### GIVEN RECORDS ###

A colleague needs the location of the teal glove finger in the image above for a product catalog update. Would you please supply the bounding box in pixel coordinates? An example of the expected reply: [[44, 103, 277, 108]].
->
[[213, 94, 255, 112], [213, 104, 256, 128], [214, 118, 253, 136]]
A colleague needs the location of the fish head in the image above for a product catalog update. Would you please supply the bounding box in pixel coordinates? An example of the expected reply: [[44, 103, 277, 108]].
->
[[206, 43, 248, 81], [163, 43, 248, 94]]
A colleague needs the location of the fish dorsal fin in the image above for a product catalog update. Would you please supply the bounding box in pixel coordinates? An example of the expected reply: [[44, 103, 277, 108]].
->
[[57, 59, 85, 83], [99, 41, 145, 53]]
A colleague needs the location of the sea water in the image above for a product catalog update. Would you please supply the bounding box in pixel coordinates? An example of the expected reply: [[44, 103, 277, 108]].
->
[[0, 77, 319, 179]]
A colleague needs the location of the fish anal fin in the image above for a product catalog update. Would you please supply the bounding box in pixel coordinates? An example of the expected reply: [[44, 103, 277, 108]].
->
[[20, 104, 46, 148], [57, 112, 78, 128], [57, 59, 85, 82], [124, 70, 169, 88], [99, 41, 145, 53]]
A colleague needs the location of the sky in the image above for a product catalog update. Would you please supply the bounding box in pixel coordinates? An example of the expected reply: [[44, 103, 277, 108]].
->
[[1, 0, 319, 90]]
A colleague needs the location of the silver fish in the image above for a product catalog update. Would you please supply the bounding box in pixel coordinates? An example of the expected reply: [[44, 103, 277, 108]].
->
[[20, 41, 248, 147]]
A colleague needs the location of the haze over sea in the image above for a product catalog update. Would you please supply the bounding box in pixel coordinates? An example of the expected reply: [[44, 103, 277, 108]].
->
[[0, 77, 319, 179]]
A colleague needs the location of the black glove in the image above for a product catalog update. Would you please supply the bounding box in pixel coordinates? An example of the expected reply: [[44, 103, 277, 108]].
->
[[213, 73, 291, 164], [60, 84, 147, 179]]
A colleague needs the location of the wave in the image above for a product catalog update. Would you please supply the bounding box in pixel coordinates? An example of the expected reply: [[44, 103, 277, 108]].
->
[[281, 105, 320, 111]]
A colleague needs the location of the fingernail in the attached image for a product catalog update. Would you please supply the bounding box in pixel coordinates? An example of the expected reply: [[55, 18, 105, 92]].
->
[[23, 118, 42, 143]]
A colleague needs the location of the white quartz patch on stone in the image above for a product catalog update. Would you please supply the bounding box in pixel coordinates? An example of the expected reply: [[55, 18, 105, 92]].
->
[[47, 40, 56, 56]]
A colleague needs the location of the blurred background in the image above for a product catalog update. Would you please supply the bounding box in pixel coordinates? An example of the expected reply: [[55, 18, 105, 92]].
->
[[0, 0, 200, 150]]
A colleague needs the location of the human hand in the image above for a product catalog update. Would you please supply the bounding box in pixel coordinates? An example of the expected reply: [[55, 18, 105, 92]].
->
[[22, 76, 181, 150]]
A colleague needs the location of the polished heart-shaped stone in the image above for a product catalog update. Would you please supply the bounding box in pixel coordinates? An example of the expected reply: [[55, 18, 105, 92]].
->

###

→ **WORK TASK**
Look above for lines with the word "stone" and copy them all.

→ **EXERCISE RESPONSE**
A colleague needs the location of the white quartz patch on stone in the image above for a product catalog update. Would you please supply the bounding box in pixel coordinates? An example of the expected reply: [[55, 18, 105, 92]].
A colleague needs the location of the polished heart-shaped stone in the image above for a product catalog update. Would you please supply the bounding box in pixel coordinates? An example of the expected reply: [[55, 18, 105, 92]].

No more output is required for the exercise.